* **WORK INSTRUCTIONS**
Locate each line in the entries below that contains the word "bride", and copy those lines.

(Object position labeling entries)
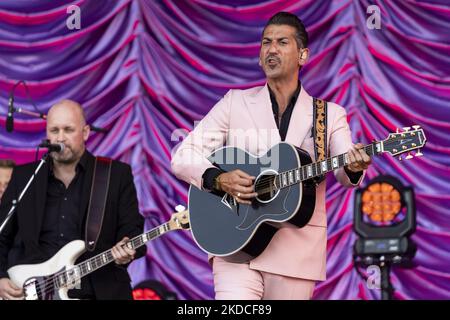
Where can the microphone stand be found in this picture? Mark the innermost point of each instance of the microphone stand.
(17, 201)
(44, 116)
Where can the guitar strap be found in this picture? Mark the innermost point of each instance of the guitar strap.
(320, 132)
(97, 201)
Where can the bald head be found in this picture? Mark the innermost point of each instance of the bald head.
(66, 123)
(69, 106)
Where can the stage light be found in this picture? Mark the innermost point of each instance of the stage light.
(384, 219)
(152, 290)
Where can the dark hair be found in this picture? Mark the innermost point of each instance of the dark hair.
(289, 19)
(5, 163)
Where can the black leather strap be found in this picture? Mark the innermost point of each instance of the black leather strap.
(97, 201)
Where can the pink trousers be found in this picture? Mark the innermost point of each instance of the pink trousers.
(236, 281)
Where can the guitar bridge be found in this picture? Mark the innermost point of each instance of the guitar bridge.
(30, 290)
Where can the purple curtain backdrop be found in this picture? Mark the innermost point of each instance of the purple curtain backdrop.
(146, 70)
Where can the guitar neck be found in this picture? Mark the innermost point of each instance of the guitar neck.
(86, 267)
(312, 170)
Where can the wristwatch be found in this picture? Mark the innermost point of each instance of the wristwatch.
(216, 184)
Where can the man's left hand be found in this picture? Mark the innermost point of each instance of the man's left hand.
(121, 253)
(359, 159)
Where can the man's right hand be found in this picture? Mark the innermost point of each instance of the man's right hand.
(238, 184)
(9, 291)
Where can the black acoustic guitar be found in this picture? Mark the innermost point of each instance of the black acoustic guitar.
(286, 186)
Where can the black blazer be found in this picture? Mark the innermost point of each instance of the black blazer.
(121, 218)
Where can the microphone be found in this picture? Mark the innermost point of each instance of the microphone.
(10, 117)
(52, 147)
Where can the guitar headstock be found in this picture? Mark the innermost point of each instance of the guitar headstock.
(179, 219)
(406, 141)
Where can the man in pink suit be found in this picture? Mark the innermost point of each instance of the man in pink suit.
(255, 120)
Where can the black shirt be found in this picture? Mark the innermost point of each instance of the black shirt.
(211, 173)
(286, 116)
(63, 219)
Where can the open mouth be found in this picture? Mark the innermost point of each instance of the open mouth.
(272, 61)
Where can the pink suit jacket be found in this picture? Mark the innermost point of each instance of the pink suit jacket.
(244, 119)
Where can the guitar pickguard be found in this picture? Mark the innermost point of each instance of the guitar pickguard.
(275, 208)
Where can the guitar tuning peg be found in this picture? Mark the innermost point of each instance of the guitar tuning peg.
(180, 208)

==

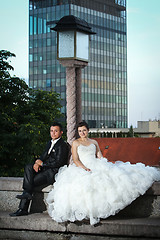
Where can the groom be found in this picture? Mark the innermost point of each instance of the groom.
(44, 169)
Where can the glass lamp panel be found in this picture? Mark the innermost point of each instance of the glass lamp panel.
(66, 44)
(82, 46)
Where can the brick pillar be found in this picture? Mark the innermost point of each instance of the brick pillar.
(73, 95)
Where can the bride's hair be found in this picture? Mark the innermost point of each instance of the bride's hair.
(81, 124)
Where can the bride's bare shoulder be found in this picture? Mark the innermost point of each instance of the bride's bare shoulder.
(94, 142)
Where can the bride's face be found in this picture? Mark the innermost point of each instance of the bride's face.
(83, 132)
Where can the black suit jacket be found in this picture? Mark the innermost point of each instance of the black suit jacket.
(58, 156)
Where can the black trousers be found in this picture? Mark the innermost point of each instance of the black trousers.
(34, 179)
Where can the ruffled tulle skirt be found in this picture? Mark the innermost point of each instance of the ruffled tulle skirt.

...

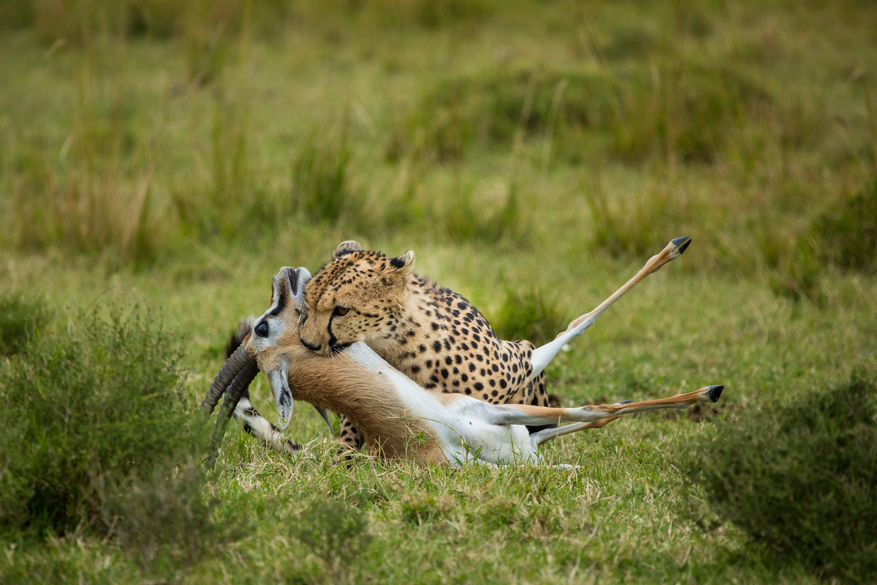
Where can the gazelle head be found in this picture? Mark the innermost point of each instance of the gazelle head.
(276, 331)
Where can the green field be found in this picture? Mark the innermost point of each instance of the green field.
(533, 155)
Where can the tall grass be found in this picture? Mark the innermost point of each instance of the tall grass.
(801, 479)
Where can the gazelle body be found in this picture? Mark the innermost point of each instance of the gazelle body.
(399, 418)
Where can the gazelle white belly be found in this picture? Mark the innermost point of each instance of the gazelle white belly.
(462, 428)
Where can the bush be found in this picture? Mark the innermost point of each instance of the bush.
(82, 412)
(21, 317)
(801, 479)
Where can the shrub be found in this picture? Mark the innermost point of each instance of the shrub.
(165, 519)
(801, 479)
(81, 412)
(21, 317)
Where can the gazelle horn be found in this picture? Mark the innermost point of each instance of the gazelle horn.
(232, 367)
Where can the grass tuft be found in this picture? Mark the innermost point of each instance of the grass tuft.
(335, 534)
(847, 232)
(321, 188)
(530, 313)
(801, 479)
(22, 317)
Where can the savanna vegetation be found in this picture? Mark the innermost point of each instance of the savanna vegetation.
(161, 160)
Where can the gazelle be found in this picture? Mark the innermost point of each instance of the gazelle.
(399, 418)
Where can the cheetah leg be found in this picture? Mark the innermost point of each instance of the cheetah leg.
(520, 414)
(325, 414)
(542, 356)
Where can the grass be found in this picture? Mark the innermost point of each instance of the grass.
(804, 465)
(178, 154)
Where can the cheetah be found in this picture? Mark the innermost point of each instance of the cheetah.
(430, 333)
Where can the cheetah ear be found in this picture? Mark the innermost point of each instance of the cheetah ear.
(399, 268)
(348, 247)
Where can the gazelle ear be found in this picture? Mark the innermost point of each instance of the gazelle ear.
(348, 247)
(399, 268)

* **IN RESPONSE**
Where can the bride's hair be found in this picture? Mark the innermost point of each instance of the bride's hair.
Where can the bride's bare shoulder be found in this picture? Mark the innermost point of each instance of the bride's bare shoulder.
Where can the bride's face be found in this picture? Mark the innermost point of each instance of the bride's face.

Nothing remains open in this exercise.